**Work request**.
Can you print, word for word, the part of the lung cancer advice text that opens with the words containing "January 29, 2009" and closes with "had no clue."?

**Page text**.
And, most importantly: have they done their research, and know what stage his lung cancer is in? American Lung Association (ALA). That would give them all the answers they need, with information and questions to ask their dad. You are then out of the middle of this situation, and it is in their (and their dad's) hands what information is shared.

January 29, 2009 - 3:19pm

Oh, Anon, this is heartbreaking. I'm so sorry.

How old are the girls? To me, that is the biggest part of the equation.

If they are quite young, I think you must abide by their father's wishes. Your mom and stepdad clearly know the seriousness of the situation and have made this decision. However, I think it's very appropriate for you to try to talk to your mom and stepfather and try to perhaps change their minds about this since it's something you feel strongly about. For the record, I think you are right that they deserve to know. They will be shattered if he dies and they had no clue.

If they are adults, and speaking for myself only, I think I'd have to tell them. What I'd do first is this: I'd tell my mom and stepdad that I think my stepsisters have a right to this information and that either they must tell them or I'm going to. Give them a chance to do this. And then, if they don't, you must weigh how you will feel afterward if you do tell them vs. how you will feel afterward if you don't tell them.

**Study material**.
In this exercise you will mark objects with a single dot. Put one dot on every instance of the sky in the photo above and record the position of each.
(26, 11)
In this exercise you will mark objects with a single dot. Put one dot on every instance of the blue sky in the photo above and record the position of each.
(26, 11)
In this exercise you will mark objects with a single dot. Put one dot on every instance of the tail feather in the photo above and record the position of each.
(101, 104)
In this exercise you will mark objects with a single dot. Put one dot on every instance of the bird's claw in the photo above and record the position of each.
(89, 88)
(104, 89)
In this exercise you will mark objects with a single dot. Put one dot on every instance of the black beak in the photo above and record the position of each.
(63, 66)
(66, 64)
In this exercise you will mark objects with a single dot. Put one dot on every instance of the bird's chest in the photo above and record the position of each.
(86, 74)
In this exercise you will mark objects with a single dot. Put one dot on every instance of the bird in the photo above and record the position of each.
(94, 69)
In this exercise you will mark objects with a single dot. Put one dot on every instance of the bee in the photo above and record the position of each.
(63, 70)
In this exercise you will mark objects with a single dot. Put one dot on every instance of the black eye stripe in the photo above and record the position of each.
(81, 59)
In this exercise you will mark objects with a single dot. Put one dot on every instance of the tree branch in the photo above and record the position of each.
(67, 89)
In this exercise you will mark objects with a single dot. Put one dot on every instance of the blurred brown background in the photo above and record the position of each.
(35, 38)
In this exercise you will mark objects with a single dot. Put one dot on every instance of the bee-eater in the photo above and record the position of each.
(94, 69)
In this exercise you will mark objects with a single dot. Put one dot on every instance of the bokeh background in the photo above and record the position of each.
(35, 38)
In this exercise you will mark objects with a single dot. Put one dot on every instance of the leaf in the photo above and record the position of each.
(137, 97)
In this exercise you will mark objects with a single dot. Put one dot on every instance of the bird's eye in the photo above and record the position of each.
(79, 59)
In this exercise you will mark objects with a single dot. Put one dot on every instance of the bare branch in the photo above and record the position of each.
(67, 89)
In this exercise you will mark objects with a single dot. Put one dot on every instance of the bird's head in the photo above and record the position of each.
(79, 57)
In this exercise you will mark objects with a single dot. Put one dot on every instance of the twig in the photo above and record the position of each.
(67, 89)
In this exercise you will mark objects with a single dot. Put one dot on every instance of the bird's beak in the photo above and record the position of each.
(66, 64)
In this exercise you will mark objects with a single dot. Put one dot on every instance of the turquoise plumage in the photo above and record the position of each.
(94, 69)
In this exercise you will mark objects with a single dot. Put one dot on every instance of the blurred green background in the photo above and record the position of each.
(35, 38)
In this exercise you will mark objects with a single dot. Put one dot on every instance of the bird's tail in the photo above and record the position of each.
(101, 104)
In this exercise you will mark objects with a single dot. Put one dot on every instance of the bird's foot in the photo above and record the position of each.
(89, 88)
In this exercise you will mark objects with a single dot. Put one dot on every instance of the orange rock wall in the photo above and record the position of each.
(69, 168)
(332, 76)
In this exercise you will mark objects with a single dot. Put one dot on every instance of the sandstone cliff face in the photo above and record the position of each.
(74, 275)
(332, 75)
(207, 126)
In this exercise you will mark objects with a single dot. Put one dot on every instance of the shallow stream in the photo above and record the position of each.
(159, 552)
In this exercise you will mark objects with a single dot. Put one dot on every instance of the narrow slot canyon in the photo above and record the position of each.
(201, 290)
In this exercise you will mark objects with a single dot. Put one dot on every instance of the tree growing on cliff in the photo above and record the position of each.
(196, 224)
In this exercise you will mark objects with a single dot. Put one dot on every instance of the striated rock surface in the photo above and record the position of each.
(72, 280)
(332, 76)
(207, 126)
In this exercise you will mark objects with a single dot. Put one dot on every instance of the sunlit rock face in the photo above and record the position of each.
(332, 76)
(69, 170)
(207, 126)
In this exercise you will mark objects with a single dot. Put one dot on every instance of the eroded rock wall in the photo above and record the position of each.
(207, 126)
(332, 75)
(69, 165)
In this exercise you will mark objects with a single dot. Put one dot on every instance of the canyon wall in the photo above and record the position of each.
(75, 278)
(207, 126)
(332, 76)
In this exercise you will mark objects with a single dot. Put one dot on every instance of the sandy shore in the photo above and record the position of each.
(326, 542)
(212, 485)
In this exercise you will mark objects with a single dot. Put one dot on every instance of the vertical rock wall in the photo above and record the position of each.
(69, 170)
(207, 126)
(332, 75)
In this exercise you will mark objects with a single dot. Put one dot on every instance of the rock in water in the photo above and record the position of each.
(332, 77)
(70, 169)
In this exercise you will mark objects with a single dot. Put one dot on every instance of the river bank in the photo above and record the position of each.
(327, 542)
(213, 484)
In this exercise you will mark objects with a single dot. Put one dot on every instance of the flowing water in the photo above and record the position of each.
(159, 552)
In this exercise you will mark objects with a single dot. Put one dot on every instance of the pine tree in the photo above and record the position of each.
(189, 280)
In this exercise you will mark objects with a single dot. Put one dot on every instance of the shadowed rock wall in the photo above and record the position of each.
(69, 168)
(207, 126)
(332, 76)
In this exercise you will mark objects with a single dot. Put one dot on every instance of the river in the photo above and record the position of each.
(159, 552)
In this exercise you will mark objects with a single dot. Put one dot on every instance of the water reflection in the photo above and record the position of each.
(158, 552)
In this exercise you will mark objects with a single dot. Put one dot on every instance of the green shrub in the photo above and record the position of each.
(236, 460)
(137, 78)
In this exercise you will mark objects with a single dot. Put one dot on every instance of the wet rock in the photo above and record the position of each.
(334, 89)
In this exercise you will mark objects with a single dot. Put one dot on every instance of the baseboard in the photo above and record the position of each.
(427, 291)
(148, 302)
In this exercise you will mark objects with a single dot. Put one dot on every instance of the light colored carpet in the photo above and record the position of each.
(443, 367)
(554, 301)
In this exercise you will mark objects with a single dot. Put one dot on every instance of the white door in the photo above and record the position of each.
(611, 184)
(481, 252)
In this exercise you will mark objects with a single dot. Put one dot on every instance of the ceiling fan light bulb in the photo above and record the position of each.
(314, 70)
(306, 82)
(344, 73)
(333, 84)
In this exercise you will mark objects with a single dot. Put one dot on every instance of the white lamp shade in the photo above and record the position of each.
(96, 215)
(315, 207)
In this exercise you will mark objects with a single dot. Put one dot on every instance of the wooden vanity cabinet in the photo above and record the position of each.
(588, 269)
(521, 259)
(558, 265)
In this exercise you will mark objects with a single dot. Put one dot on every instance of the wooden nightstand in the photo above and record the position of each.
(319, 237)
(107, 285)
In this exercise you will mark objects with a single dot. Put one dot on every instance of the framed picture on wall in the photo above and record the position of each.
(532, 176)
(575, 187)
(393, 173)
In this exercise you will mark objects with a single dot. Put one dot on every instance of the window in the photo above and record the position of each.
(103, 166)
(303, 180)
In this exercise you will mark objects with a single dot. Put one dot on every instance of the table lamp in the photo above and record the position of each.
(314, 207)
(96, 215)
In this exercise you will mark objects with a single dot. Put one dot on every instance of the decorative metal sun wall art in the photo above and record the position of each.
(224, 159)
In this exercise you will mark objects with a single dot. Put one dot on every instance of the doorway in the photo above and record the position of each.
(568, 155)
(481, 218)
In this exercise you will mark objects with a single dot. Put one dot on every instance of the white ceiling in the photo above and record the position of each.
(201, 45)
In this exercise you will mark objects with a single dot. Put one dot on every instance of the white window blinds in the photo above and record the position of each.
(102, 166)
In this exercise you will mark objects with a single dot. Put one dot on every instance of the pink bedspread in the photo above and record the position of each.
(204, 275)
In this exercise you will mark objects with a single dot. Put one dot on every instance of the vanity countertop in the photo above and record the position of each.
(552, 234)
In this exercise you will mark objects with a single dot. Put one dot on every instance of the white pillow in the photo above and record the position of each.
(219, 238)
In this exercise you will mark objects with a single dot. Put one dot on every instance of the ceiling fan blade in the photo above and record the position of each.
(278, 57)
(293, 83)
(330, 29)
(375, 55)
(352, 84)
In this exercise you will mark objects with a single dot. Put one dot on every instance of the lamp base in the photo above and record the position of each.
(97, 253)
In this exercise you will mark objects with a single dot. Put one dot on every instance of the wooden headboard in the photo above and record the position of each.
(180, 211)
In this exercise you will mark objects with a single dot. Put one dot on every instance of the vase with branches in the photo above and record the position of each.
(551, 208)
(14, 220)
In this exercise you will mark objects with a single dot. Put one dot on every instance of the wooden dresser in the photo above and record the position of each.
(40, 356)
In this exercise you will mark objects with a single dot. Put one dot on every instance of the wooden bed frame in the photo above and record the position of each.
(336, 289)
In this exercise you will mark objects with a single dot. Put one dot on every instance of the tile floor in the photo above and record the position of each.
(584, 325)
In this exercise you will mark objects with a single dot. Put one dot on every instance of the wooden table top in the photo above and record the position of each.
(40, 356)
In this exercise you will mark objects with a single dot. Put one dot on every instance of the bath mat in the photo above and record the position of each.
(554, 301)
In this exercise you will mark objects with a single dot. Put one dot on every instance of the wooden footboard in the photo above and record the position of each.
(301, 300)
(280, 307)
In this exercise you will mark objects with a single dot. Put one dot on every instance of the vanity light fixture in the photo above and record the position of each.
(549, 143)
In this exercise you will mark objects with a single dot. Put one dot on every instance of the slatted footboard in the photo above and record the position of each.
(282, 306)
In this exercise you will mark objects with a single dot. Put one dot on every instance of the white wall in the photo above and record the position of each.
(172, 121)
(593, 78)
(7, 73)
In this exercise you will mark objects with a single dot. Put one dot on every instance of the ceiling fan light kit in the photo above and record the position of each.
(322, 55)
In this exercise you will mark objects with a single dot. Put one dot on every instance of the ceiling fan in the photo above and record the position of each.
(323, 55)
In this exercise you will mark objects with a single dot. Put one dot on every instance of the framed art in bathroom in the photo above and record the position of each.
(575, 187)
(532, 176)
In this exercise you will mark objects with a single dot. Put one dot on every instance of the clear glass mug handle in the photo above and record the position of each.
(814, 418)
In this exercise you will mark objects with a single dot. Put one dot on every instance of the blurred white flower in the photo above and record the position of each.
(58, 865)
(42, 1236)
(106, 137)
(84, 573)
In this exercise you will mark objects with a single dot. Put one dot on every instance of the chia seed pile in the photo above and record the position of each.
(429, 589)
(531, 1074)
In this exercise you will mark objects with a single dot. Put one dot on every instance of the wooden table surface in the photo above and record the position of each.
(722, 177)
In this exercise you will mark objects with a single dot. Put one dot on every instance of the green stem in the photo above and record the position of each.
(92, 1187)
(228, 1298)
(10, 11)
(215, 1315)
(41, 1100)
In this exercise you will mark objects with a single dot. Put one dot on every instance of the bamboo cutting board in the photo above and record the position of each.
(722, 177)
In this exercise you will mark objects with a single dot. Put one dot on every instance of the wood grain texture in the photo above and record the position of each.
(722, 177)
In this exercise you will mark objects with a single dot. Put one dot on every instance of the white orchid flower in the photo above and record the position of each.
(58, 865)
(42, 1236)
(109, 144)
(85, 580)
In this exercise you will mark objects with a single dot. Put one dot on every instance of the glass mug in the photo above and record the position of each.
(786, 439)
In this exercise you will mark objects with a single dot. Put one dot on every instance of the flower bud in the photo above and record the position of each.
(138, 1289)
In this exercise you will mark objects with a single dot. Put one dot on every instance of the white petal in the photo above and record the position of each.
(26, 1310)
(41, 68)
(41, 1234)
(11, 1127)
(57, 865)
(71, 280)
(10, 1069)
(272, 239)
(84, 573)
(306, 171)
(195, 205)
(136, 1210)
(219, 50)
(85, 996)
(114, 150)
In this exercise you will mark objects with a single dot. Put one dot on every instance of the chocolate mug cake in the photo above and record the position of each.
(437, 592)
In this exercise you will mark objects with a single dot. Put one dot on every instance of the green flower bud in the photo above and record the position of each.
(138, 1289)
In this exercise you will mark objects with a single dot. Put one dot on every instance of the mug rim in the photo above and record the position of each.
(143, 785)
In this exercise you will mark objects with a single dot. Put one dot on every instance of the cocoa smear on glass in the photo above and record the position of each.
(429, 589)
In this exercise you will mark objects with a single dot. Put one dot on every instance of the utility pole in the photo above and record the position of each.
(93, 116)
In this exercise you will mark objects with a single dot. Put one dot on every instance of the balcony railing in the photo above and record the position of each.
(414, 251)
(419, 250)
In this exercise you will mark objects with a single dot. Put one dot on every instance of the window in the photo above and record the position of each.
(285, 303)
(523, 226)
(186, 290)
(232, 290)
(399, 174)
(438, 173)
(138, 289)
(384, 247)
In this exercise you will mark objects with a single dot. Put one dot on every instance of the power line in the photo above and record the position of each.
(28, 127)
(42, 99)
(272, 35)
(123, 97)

**Written solution**.
January 29, 2009 - 3:19pm

Oh, Anon, this is heartbreaking. I'm so sorry.

How old are the girls? To me, that is the biggest part of the equation.

If they are quite young, I think you must abide by their father's wishes. Your mom and stepdad clearly know the seriousness of the situation and have made this decision. However, I think it's very appropriate for you to try to talk to your mom and stepfather and try to perhaps change their minds about this since it's something you feel strongly about. For the record, I think you are right that they deserve to know. They will be shattered if he dies and they had no clue.